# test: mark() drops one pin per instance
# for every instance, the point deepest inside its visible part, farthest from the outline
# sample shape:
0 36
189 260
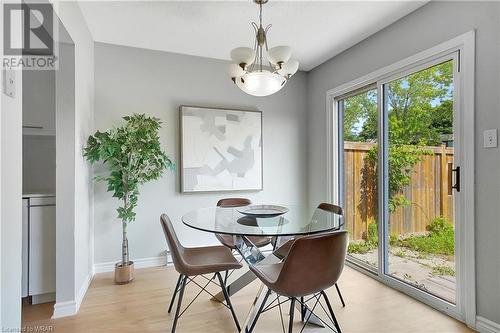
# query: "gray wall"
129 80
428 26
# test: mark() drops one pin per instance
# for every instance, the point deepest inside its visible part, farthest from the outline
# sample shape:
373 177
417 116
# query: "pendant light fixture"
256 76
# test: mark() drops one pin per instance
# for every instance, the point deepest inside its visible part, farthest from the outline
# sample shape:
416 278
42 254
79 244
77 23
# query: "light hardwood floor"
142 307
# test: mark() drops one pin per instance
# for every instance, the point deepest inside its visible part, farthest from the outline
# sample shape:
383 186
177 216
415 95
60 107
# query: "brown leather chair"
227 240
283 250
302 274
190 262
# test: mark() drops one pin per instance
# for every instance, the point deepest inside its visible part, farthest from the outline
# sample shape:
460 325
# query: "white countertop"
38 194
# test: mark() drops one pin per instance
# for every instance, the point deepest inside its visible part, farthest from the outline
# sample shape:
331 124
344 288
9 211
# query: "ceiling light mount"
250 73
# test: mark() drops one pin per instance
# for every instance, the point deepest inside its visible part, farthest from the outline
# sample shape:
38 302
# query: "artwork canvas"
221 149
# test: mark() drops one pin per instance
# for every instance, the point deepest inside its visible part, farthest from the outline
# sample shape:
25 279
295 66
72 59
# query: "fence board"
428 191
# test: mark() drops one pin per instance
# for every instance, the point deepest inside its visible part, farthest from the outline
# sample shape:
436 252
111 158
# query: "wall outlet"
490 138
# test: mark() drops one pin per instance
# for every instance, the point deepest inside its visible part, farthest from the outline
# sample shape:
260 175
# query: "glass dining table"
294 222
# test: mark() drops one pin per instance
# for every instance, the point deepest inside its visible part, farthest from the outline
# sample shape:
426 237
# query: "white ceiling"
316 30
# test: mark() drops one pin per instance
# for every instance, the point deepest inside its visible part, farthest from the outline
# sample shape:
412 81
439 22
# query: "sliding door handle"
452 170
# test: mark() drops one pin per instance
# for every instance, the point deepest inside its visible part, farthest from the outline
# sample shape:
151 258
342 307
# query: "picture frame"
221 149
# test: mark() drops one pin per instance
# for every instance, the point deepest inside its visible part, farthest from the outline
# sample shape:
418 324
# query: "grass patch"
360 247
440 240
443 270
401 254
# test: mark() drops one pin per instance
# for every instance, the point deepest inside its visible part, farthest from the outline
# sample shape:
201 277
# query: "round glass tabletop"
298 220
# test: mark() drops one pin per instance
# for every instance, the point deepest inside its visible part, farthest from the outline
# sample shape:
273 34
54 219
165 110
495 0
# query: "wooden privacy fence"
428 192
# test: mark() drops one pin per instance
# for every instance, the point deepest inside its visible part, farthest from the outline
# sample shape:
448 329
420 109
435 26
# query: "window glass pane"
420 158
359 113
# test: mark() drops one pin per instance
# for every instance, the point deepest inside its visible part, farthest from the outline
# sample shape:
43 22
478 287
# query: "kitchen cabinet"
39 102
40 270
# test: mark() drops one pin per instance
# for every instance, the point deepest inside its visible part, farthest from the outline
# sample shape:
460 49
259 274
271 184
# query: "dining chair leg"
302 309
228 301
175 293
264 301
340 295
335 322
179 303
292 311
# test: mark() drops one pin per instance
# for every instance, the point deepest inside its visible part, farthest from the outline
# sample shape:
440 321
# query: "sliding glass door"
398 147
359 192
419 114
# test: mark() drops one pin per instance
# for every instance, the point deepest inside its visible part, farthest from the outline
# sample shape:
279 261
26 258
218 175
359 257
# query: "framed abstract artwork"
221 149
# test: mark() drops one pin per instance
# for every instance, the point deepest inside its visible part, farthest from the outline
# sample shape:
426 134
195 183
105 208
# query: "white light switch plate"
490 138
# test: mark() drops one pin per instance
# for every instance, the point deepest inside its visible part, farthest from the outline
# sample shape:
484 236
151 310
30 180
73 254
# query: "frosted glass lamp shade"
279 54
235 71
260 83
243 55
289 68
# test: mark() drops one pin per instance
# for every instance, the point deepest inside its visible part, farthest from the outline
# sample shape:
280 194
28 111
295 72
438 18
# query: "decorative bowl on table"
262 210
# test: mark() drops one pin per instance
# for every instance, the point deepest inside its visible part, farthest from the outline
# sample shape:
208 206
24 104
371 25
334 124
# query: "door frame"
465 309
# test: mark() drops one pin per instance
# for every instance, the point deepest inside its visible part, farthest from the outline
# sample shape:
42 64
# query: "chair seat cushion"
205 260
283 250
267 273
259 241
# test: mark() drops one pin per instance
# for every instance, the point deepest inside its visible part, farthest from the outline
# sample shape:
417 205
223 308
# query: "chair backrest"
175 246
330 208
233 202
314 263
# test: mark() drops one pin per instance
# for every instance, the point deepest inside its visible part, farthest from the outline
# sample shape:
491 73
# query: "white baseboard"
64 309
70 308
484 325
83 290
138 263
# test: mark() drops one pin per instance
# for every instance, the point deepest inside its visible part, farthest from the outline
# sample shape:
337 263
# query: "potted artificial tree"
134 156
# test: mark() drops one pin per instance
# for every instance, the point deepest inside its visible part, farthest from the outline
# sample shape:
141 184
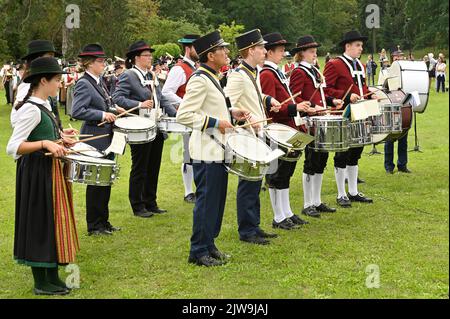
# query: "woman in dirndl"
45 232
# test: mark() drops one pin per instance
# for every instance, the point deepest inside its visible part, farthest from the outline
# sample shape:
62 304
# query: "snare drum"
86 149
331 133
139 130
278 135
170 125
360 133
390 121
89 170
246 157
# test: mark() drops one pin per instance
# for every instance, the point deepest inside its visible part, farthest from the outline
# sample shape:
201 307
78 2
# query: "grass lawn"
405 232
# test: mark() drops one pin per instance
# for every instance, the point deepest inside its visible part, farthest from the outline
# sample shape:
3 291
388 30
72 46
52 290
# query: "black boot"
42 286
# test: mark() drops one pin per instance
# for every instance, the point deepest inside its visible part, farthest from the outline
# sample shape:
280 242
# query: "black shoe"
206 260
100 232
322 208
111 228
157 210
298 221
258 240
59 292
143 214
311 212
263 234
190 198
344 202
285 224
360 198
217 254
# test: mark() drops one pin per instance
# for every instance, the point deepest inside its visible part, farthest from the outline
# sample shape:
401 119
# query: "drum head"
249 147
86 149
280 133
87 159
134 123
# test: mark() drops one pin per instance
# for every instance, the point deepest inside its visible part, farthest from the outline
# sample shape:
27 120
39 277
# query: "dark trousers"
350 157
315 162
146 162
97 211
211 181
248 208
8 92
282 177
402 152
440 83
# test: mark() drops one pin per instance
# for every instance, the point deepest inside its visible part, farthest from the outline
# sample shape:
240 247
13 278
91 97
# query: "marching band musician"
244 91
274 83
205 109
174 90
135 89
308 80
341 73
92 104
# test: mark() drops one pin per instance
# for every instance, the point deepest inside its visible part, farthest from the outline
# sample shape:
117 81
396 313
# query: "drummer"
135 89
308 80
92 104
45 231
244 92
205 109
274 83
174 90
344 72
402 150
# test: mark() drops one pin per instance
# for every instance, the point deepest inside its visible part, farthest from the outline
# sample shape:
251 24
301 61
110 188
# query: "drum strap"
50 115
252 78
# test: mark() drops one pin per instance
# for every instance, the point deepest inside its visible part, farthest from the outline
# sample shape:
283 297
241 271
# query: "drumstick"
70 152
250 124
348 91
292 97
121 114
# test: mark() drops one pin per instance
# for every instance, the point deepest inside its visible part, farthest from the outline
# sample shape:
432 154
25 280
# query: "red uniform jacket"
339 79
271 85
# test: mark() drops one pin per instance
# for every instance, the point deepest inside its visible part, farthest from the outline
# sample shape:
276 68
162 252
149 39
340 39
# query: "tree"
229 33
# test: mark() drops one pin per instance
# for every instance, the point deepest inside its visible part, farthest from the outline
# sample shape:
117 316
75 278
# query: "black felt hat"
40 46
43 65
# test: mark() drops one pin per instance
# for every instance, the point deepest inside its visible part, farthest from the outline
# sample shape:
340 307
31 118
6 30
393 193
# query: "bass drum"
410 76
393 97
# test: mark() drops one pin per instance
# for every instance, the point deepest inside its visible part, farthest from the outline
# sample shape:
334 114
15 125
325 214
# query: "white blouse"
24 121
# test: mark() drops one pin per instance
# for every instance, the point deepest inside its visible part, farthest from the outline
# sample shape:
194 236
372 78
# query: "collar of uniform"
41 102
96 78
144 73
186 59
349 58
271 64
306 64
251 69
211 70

+++

What the task requires
Locate each line in the entries above that contains the word "white" and copy those lines.

Response to the task
# query: "white countertop"
# query: "white ceiling"
# query: "white light switch plate"
# query: "white baseboard"
# query: "white blouse"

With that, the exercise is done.